§ ASSIGNMENT: Go to the line below containing "Expected behaviour: for every instance of the headphone ear" and print exactly from there through the line containing "Expected behaviour: for every instance of the closed", both included. Print nothing else.

──────── DATASET EXTRACT

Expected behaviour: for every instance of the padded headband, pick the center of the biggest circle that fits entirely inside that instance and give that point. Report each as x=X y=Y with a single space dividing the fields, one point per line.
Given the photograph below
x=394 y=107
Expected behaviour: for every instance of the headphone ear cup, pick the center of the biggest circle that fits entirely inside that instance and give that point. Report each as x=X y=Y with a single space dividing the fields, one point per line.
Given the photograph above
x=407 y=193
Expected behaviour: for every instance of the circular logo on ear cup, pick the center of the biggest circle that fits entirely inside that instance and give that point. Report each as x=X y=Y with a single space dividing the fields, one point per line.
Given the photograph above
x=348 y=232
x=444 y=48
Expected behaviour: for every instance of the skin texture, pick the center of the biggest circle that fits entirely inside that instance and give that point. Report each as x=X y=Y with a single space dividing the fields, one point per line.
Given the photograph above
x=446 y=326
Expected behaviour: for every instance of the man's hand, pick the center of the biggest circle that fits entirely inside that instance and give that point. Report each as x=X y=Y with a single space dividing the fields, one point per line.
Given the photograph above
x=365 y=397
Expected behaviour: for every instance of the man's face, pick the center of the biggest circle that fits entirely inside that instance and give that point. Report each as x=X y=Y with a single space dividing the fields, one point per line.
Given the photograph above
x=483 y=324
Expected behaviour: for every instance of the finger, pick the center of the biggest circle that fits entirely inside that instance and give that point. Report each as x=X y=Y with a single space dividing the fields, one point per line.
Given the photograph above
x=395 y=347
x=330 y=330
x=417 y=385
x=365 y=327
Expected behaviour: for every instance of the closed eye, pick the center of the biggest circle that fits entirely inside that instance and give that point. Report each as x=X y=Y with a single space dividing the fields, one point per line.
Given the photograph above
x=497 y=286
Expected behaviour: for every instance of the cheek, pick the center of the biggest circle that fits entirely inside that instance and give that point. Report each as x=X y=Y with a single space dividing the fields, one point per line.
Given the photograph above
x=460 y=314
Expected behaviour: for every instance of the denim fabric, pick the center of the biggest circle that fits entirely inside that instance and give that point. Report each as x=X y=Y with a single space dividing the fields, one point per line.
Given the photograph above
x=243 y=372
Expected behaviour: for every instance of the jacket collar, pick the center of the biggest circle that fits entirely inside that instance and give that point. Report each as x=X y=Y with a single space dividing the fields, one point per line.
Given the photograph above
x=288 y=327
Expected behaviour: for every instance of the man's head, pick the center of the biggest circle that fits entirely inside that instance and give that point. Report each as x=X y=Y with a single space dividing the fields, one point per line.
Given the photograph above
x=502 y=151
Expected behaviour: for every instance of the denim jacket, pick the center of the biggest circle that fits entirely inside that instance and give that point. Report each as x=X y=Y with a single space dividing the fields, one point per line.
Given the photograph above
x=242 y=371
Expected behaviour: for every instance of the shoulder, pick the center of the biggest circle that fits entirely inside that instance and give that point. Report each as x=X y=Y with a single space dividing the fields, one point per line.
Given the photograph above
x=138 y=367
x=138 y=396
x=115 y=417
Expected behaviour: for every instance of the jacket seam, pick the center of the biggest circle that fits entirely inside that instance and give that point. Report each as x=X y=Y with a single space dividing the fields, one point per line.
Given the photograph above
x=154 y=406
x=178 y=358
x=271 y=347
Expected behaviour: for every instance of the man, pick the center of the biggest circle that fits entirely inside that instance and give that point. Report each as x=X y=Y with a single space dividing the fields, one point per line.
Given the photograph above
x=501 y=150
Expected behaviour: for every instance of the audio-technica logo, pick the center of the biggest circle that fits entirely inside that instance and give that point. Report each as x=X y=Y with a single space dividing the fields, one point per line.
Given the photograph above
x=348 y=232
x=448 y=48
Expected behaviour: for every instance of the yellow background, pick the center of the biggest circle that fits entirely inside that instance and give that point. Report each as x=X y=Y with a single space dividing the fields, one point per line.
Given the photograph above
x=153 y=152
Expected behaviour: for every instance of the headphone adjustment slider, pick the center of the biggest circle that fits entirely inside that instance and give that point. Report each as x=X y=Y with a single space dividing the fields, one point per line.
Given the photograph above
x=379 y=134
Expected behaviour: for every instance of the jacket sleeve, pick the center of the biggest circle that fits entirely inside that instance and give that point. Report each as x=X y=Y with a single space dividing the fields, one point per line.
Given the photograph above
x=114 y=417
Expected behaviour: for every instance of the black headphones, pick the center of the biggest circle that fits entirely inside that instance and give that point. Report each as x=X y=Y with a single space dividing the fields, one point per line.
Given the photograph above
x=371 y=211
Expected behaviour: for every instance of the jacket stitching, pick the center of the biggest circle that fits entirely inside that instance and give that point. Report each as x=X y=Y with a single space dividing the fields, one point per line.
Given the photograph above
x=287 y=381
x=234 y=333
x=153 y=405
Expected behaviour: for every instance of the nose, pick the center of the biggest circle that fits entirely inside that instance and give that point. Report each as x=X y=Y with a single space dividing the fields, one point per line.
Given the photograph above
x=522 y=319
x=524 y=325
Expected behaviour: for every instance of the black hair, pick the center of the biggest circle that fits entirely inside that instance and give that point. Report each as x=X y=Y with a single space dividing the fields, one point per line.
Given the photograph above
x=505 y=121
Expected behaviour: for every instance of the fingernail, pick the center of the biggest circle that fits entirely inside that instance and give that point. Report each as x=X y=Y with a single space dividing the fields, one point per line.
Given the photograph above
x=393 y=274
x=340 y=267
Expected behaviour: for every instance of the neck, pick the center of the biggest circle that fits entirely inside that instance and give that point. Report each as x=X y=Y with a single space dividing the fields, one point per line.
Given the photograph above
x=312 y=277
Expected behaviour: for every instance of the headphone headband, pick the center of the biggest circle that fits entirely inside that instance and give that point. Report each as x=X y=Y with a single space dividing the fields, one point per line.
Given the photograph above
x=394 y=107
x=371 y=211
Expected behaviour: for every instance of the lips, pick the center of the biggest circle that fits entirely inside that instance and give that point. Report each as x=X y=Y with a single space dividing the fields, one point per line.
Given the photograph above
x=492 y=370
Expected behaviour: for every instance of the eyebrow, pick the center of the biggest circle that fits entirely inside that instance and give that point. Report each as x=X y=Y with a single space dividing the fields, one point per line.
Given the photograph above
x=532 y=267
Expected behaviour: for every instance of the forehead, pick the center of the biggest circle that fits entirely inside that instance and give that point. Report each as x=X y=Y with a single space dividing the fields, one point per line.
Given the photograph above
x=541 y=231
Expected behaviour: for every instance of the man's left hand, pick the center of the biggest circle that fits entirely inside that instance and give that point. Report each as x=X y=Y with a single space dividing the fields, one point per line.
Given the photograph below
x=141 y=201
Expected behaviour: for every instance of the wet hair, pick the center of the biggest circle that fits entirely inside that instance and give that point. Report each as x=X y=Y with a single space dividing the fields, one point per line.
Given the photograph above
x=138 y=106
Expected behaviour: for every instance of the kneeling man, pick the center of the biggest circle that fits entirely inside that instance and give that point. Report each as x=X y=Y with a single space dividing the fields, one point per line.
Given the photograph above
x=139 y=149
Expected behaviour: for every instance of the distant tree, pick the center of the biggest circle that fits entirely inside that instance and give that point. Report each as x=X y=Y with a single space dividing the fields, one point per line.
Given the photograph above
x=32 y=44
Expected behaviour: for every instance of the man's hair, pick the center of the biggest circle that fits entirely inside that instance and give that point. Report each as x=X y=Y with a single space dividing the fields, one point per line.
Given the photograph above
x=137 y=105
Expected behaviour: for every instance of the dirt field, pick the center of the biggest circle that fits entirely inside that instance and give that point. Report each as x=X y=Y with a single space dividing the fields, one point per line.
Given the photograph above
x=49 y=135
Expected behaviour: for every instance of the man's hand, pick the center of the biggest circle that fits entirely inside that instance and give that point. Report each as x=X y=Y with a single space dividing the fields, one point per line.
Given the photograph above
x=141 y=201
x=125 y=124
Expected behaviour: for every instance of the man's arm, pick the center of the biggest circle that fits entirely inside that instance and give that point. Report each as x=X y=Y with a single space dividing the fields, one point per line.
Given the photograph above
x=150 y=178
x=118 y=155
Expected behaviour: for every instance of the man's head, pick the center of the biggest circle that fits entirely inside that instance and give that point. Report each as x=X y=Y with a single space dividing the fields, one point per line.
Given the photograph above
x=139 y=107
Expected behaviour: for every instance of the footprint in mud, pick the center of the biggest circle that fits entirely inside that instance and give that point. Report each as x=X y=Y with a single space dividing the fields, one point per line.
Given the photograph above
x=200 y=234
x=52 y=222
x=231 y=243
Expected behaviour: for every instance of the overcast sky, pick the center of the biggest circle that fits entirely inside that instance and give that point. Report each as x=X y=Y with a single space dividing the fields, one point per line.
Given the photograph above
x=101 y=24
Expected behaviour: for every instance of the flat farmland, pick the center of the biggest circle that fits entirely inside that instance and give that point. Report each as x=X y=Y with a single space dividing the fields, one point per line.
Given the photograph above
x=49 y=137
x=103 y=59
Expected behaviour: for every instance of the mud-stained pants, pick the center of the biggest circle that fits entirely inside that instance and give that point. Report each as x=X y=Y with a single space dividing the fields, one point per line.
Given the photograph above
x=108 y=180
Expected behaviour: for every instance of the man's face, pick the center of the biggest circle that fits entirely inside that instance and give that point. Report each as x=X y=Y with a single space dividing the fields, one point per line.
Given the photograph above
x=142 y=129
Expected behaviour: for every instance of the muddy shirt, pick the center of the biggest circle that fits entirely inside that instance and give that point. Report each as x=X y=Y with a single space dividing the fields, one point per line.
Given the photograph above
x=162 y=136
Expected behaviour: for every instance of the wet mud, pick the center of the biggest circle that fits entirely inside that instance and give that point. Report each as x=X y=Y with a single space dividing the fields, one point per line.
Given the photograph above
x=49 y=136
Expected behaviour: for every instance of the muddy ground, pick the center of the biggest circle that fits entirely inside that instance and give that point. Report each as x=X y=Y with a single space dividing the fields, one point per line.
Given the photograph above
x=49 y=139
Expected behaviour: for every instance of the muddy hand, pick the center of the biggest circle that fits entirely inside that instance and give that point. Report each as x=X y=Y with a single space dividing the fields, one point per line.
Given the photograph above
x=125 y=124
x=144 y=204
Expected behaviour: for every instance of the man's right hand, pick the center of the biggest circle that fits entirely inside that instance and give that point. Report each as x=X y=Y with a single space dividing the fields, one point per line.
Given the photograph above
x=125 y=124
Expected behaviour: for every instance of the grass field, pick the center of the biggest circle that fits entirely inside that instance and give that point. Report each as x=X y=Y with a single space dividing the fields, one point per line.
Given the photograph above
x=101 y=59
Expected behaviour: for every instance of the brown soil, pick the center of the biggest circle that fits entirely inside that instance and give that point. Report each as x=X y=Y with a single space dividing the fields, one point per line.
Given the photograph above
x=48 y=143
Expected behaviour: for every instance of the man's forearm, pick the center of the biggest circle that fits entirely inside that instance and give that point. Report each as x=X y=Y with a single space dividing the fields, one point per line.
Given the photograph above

────────────────

§ EXERCISE OUTPUT:
Expected behaviour: for every instance of the headphone ear cup, pick the center of the biggest circle that fits entirely inside that instance and give that point. Report each as x=X y=Y with a single space dividing the fields, one point per line.
Given the photograph above
x=407 y=193
Expected behaviour: for every instance of the circular logo on ear cup, pick the center of the biggest circle that fits entirely inside that instance and give that point. Report each as x=X y=Y with a single space dividing the fields, one point per line.
Given the photograph above
x=348 y=232
x=444 y=48
Expected behaviour: for every instance of the skin texture, pick the center of the biggest circle that fits entirely inside that instance and give that point. Report each as x=X y=Y with a single space dividing the fields, one point per line.
Given the photograph above
x=446 y=326
Expected behaviour: for every instance of the man's hand, pick the center of the biggest circle that fits entirely inside that instance and give that point. Report each as x=X y=Y with a single space dividing the fields, one point per line.
Given the photograph above
x=365 y=397
Expected behaviour: for every instance of the man's face, pick the center of the biggest circle that fits entirely inside that instance and give that point. Report each as x=X y=Y with a single space dividing the fields, one point per line.
Given the photograph above
x=483 y=324
Expected behaviour: for every instance of the finger, pick the center of the biggest circle that fits entirely inside that instance and give that point. Report each as x=X y=Y with a single space dividing the fields, one point per line.
Given the photograph above
x=395 y=347
x=330 y=330
x=417 y=385
x=365 y=327
Expected behaviour: for every instance of the closed eye, pick the center of the biggest circle that fits entirely inside that instance and give that point. Report each as x=X y=Y with a single space dividing the fields, one point per line.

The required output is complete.